Given problem:
Edit the rows below, from the start through the line containing "[0, 376, 1288, 856]", replacing "highlights" with "marks" and leaving everything else unchanged. Omit the pictures from your output.

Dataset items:

#####

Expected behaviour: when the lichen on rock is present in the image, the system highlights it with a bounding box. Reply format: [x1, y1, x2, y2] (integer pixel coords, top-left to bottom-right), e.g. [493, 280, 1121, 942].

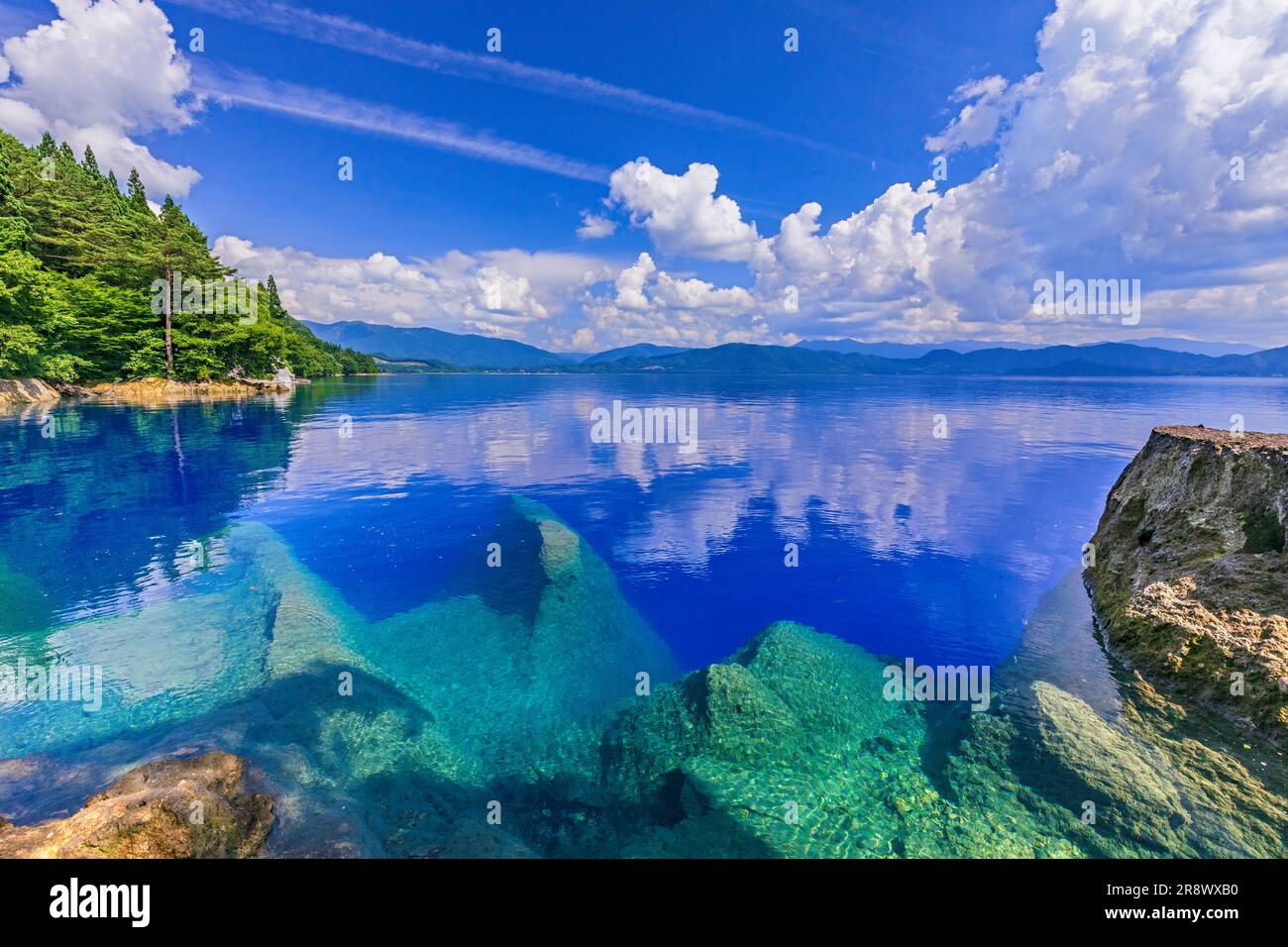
[1083, 427, 1288, 738]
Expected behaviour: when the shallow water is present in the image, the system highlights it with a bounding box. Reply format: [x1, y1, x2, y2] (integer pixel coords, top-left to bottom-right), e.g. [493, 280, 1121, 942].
[0, 376, 1288, 856]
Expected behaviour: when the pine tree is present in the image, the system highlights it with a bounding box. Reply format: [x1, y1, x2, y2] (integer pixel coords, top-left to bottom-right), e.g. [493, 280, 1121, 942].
[266, 273, 286, 318]
[125, 167, 149, 210]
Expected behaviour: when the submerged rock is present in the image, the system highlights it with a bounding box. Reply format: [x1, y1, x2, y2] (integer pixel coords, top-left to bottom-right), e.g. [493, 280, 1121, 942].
[0, 377, 61, 407]
[89, 377, 295, 404]
[1083, 427, 1288, 738]
[0, 751, 273, 858]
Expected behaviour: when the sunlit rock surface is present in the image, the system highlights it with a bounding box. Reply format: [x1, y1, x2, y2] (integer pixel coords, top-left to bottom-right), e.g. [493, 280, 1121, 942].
[0, 753, 273, 858]
[1085, 427, 1288, 740]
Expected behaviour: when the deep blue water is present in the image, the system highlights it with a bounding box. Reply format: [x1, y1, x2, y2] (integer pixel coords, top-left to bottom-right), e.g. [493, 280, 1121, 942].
[0, 374, 1288, 668]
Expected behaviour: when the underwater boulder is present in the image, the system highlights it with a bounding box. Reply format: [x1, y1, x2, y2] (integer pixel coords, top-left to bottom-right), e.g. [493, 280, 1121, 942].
[0, 751, 273, 858]
[1033, 681, 1190, 850]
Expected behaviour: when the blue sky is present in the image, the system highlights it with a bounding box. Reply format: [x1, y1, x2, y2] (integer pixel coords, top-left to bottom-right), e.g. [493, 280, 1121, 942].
[0, 0, 1288, 349]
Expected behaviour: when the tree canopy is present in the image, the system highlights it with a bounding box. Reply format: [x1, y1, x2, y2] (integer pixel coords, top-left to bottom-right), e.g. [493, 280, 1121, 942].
[0, 132, 376, 382]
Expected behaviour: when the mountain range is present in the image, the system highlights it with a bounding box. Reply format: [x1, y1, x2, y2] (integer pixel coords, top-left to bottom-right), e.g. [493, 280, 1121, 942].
[305, 321, 1288, 376]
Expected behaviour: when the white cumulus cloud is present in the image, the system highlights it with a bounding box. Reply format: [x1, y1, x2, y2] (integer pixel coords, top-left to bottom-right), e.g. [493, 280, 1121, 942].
[0, 0, 201, 197]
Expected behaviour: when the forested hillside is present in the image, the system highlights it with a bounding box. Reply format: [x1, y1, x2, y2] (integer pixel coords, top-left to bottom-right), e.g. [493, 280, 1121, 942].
[0, 132, 376, 382]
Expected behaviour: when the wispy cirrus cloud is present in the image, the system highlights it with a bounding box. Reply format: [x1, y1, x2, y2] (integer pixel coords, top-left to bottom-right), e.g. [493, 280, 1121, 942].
[171, 0, 847, 155]
[193, 68, 608, 183]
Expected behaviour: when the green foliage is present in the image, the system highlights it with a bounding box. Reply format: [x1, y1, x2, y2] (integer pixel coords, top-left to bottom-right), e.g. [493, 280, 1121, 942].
[0, 132, 377, 382]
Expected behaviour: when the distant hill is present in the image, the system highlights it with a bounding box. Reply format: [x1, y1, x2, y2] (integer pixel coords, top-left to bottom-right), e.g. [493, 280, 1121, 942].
[305, 322, 567, 368]
[794, 339, 1039, 359]
[796, 336, 1259, 359]
[305, 322, 1288, 377]
[581, 342, 688, 365]
[605, 343, 1288, 377]
[1122, 335, 1261, 357]
[375, 356, 464, 374]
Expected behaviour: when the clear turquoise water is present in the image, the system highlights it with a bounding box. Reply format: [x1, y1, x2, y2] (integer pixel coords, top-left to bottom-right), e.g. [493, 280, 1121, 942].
[0, 374, 1288, 854]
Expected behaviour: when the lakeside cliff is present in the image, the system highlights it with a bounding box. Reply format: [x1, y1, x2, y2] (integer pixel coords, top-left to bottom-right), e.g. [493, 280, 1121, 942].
[1083, 427, 1288, 740]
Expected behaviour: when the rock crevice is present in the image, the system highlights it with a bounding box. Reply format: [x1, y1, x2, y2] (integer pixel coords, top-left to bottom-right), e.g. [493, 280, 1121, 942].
[1083, 427, 1288, 740]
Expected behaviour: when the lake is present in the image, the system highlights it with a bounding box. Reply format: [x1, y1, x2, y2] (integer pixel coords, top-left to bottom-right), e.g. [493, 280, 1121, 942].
[0, 374, 1288, 854]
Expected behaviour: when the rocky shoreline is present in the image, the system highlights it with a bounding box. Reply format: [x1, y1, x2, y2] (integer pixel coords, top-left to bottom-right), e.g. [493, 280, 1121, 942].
[1083, 427, 1288, 742]
[0, 377, 293, 407]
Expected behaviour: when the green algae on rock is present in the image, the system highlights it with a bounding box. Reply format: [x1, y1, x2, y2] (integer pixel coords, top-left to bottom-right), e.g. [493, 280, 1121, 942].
[0, 497, 1288, 858]
[1085, 427, 1288, 740]
[0, 751, 273, 858]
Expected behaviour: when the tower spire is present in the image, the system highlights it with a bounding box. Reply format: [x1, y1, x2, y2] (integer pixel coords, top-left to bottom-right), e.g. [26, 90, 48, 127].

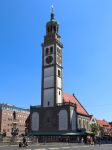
[51, 5, 54, 21]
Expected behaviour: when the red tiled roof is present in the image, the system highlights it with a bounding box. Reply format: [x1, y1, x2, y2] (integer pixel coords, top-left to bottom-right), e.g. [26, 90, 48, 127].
[63, 93, 89, 116]
[97, 120, 111, 128]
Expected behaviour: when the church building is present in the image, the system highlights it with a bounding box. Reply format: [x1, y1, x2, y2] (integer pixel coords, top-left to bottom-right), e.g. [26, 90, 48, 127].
[30, 9, 90, 142]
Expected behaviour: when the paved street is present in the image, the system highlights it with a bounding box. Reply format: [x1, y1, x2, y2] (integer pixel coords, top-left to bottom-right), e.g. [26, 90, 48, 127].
[0, 143, 112, 150]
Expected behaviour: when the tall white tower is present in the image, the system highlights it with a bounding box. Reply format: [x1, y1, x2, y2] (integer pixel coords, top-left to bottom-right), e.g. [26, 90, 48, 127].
[41, 9, 63, 107]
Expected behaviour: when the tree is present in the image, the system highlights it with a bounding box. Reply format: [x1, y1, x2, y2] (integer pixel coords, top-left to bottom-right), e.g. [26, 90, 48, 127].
[90, 123, 100, 135]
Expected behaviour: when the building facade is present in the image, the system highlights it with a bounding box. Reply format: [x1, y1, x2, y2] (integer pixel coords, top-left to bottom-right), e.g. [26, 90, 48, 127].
[30, 10, 90, 140]
[0, 104, 30, 136]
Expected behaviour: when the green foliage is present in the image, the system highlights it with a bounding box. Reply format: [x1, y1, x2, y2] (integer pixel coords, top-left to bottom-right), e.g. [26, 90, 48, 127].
[90, 123, 99, 135]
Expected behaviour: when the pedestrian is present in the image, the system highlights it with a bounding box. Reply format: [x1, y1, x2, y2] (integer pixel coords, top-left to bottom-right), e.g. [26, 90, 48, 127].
[23, 136, 27, 146]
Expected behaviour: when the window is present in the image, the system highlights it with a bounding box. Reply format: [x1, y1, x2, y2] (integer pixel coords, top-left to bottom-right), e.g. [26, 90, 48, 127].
[59, 91, 60, 95]
[48, 101, 50, 106]
[47, 27, 49, 33]
[54, 26, 56, 32]
[47, 117, 50, 122]
[58, 70, 61, 77]
[50, 47, 53, 54]
[46, 48, 49, 55]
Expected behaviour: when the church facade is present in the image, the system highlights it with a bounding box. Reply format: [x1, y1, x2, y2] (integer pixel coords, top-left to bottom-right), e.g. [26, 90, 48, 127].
[30, 10, 90, 141]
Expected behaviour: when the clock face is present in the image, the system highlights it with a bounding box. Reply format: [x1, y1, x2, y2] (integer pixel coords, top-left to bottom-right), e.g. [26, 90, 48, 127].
[46, 56, 53, 64]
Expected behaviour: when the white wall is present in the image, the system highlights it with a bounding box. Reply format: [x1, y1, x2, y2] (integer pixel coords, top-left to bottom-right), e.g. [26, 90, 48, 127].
[43, 88, 54, 107]
[31, 112, 39, 131]
[44, 76, 54, 88]
[59, 110, 68, 130]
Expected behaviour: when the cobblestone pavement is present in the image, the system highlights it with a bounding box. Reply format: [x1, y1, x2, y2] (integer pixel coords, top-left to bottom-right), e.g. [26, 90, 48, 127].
[0, 143, 112, 150]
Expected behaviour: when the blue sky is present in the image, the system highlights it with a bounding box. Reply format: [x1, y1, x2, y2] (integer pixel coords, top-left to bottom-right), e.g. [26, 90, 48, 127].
[0, 0, 112, 121]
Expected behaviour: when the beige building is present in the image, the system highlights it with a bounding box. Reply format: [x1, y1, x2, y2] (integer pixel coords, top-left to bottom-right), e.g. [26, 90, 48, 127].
[0, 104, 29, 136]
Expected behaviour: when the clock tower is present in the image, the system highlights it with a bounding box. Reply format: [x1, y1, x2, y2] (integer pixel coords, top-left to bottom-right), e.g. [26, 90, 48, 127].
[41, 8, 63, 107]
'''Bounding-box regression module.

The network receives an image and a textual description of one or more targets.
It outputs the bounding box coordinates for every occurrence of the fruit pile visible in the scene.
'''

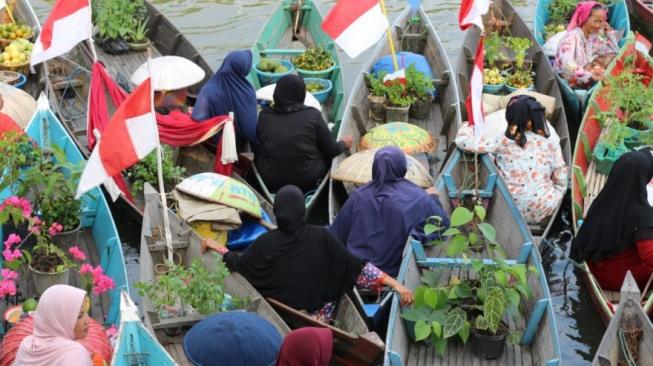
[0,39,32,66]
[258,58,288,74]
[483,67,505,85]
[0,23,33,40]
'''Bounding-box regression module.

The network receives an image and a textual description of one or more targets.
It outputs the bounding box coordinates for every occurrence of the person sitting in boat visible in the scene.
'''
[203,186,413,321]
[192,50,257,146]
[456,95,568,225]
[570,148,653,291]
[329,146,449,276]
[14,285,92,366]
[254,74,353,193]
[553,1,619,88]
[276,327,333,366]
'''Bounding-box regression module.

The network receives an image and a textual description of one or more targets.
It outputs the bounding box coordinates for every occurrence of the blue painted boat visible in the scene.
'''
[0,95,129,332]
[533,0,630,120]
[384,149,562,366]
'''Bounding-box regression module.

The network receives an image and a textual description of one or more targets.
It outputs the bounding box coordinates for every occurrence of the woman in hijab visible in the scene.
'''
[456,95,568,225]
[254,74,352,193]
[204,186,413,321]
[329,146,449,276]
[571,149,653,291]
[192,50,257,146]
[553,1,619,88]
[14,285,92,366]
[276,327,333,366]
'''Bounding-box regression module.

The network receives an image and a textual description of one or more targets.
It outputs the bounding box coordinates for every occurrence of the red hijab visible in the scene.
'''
[276,327,333,366]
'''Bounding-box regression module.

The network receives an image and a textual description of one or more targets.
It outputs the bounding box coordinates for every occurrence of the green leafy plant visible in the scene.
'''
[293,46,335,71]
[127,145,186,195]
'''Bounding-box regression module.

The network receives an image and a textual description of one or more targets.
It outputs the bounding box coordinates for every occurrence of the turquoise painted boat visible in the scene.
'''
[0,95,129,334]
[385,149,562,366]
[533,0,630,120]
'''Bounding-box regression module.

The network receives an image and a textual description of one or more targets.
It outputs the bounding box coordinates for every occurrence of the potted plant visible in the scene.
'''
[365,72,387,122]
[293,46,336,79]
[385,78,414,122]
[406,64,435,119]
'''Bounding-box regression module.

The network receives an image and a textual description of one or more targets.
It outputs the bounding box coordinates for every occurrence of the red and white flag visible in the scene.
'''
[77,78,159,198]
[458,0,490,31]
[322,0,389,58]
[465,37,485,141]
[635,33,651,55]
[30,0,93,66]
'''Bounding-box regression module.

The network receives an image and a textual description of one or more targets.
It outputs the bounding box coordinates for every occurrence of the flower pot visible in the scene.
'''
[385,106,410,123]
[52,220,82,248]
[367,94,385,122]
[408,98,431,119]
[28,264,70,296]
[470,327,508,360]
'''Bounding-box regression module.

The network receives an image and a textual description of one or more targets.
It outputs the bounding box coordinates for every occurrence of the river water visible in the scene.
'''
[26,0,605,365]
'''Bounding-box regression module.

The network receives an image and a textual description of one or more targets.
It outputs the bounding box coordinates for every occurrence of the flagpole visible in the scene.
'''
[379,0,399,71]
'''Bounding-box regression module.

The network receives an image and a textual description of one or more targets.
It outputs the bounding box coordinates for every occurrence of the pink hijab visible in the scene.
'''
[14,285,92,366]
[567,1,607,31]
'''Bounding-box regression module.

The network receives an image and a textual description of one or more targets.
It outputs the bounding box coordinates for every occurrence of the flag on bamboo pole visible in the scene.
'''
[322,0,390,58]
[30,0,93,66]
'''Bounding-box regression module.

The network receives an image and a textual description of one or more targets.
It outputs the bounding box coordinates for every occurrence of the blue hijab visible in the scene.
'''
[193,50,258,145]
[329,146,449,276]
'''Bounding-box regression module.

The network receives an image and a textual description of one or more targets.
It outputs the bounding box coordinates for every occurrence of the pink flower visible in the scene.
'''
[68,246,86,262]
[2,249,23,262]
[5,234,23,249]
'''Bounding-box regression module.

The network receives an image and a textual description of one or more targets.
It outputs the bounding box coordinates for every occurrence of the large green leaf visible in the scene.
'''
[450,207,474,227]
[442,308,467,338]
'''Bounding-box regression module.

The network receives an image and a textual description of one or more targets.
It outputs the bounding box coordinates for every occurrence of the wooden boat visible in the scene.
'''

#####

Response:
Expected behaviour: when the lichen on rock is present in the image, the system marks it with a bounding box. Reply format: [x1, y1, x2, y2] (integer pixel coords, top-left to bottom-right), e.g. [493, 280, 1121, 942].

[1083, 427, 1288, 738]
Expected behaviour: when the shallow water is present in the image, the system marks it with a bounding box. Reply format: [x1, y1, x2, y2] (integer pixel coords, top-left to bottom-right), e.g. [493, 280, 1121, 942].
[0, 376, 1288, 856]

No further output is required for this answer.